= EXCERPT PROVIDED =
+ + + + +
Opinion
Case No. 1:15:CR:90-01
12-07-2015
FINDINGS OF FACT AND CONCLUSIONS OF LAW REGARDING MOTION TO SUPPRESS (Dkt. # 61)
Defendant, Dominick Johnson, has been charged in a superseding indictment with various offenses arising out of several bank robberies that occurred in and around Kalamazoo, Michigan between May 2014 and January 2015. Defendant has moved to suppress a statement that he made to law enforcement officers on March 31, 2015 at the Van Buren County Jail on the grounds that the statement was obtained in violation of his Fifth Amendment rights to remain silent and to counsel. In response, the Government submitted an audio/video recording of the entire interview and asserts that an evidentiary hearing is unnecessary because the Court can determine from the recording whether Defendant's rights were violated.
Having reviewed the entire recorded interview, the Court concludes that an evidentiary hearing is unnecessary. Because the recording shows that Defendant's rights were not violated, the Court will deny Defendant's motion.
I. FINDINGS OF FACT
On February 27, 2015, Trooper John Moore of the Michigan State Police stopped a vehicle, in which Defendant was a passenger, traveling westbound on Interstate 94, west of Kalamazoo, Michigan. Trooper Moore searched the vehicle and found a semiautomatic pistol. Defendant was arrested and taken to the Van Buren County Jail, where he was detained on a state weapons charge.
On March 31, 2005, FBI Agent Brent Johnson and Detective Bill Sperrel of the Kalamazoo County Sheriff's Department went to the jail to interview Defendant about several bank robberies that they were investigating. The agent and the detective met with Defendant in an interview room. Defendant was handcuffed during the entire interview.
The detective's last name is not entirely clear from the recording. Agent Johnson testified before the Court at the evidentiary hearing held on September 23, 2015.
+ + + + +
= RECORDED INFORMATION =

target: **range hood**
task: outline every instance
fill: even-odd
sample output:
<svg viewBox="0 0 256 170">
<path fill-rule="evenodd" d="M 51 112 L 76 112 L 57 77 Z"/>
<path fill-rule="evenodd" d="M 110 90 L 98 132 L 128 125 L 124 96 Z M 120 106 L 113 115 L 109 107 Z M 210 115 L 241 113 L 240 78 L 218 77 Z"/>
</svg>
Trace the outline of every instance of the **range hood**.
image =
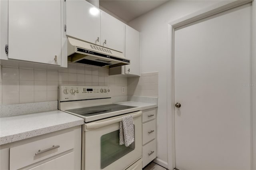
+ + + + +
= GIVEN REQUEST 1 =
Switch "handcuffed" to "shackled" and reproduce the stretch of the suppression opinion from "On March 31, 2005, FBI" through "September 23, 2015.".
= GIVEN REQUEST 2 =
In the suppression opinion, what did Trooper Moore find when he searched the vehicle?
= GIVEN REQUEST 3 =
Extend the court's opinion on the motion to suppress, starting after its final sentence.

= EXPECTED OUTPUT 1 =
On March 31, 2005, FBI Agent Brent Johnson and Detective Bill Sperrel of the Kalamazoo County Sheriff's Department went to the jail to interview Defendant about several bank robberies that they were investigating. The agent and the detective met with Defendant in an interview room. Defendant was shackled during the entire interview.
The detective's last name is not entirely clear from the recording. Agent Johnson testified before the Court at the evidentiary hearing held on September 23, 2015.

= EXPECTED OUTPUT 2 =
A semiautomatic pistol.

= EXPECTED OUTPUT 3 =
At the beginning of the interview, the agent and the detective introduced themselves and said that they wanted to talk to Defendant. Defendant said, "I don't know what this is about," and the agent and the detective told Defendant that they would explain why they were there. The agent told Defendant that they were not there to talk about why Defendant was currently in jail and did not want to discuss anything about the circumstances of that case. Defendant then responded, "I need an attorney present. I don't have anything to say. I don't know what this is about." The agent said, "We can explain that, but since you said you want an attorney present, you know, we'll stop that, unless you want us to explain what this is about, and we can do that." Defendant then asked, "Are you trying to charge me with something, because I ain't . . . ," at which point the detective said, "Eventually? The answer is yes."
The agent told Defendant that they would explain what the case was about if he wanted them to do that, but noted that Defendant had said that he wanted an attorney present. Defendant then asked what the case was about, and the detective responded, "either you want an attorney present first, or not, I mean, at any time you can exercise your rights." The detective presented Defendant an advice of rights form, see Miranda v. Arizona, 384 U.S. 436, 86 S. Ct. 1602 (1966), to review so that everyone was "very clear" on Defendant's wishes. The detective asked Defendant to read the rights aloud, but Defendant instead insisted on knowing what the meeting was about. After the detective and the agent told Defendant that they could proceed to discuss the case only after he signed the form, Defendant said, "Yeah, I understand my rights." The agent then read aloud each of the rights listed on the form, and Defendant verbally confirmed that he understood them. Defendant persisted in his effort to find out why the agent and the detective were there to talk to him, but the agent advised Defendant that they needed to get through "step one"—having Defendant sign the advice of rights form—before they could talk to him about the case. The agent and the detective both reiterated that Defendant did not have to talk to them and that Defendant could invoke his right to an attorney and stop the interview at any time.
After Defendant asked additional questions about the case the agent and the detective were investigating, Defendant signed the waiver form. The agent then explained that by signing the form, Defendant acknowledged that he waived his rights and was willing to talk to them without a lawyer, but that he could request one at any time. The agent and the detective then proceeded to interview Defendant for approximately two and one-half hours.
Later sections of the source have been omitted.